The concept of Atithi Devo Bhava| Guest is God originated from ancient times when the guests or visitors used to pay a visit to their friends, families, or neighbors without announcing it.
The visits used to be unannounced because there were no technological fast means of communications available at that time.
Therefore, the impromptu arrival of guests has welcomed the idea ‘Atithi Devo Bhava’ that the ‘Guest is God’.
The phrase Atithi Devo Bhava simply means, ‘The Guest is God’. This phrase and its meaning had become an important practice since the times of ancient India, and even today it serves as the countries motto to endow tourism.
Atithi Devo Bhava Meaning
Atithi Devo Bhava is an Indian phrase originating from the scriptures of Sanskrit. This phrase has found a very superior abode in Indian culture and Buddhism.
In literal meanings, ‘Atithi means someone without a calendar, ‘Devo’ means God, and ‘Bhava’ means ‘be or is’.
The repeated emphasis of this idea in various religious references has taken the concept of ‘Guest is God’ far beyond the idea of tourism.
The people in India make special efforts to strengthen and bloom the host-guest relationship.
They try to give paramount importance, respect, and attention to their guests by serving them with various resources they can afford irrespective of their financial status.
These practices are the reason that the world gets to see a lot of examples of ‘Atithi Satkar’ meaning to welcome the guest with utmost respect and importance.
Being such an important part of the Indian culture and society, Atithi Devo Bhava says that every guest that happens to be at your door should be paid with the highest respect and attention no matter if the guest belongs to your family or not.
The idea of Atithi Devo Bhava rejects any and all preferences based on the guest’s caste, creed, color, or creed.
He/She should be given the ultimate attention, importance, and comfort because He/She is God in the face of a human.
Atithi Devo Bhava Full Shloka
The concept of Atithi Devo Bhava was first found in the scripture Shijshavalli I 11.2 in Taittriya Upanishad.
Taittriya Upanishad was originated in the Vedic Era and describes the prayers, instructions on phonetics, ethical and moral advice, and philosophies of life.
The complete shloka of Atithi Devo Bhava is given as follows:
“मातृ देवो भव।
पितृ देवो भव।
आचार्य देवो भव।
अतिथि देवो भव॥
Honor thy Mother as God.
Honor thy Father as God.
Honor thy Teacher as God.
Honor thy Guest as God.”
Every human being in the universe is a manifestation of God and his teachings for mankind.

⁂

> **What needs to be done**
Please copy the passage of the Atithi Devo Bhava text from "The idea of Atithi" to "philosophies of life." word for word.

> **Provided data**
⁂

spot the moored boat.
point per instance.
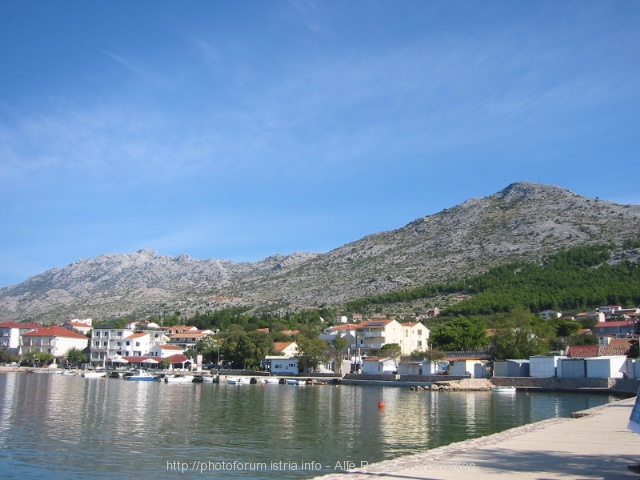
(504, 389)
(140, 376)
(206, 379)
(296, 381)
(237, 380)
(178, 378)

⁂

> **Problem solution**
The idea of Atithi Devo Bhava rejects any and all preferences based on the guest’s caste, creed, color, or creed.
He/She should be given the ultimate attention, importance, and comfort because He/She is God in the face of a human.
Atithi Devo Bhava Full Shloka
The concept of Atithi Devo Bhava was first found in the scripture Shijshavalli I 11.2 in Taittriya Upanishad.
Taittriya Upanishad was originated in the Vedic Era and describes the prayers, instructions on phonetics, ethical and moral advice, and philosophies of life.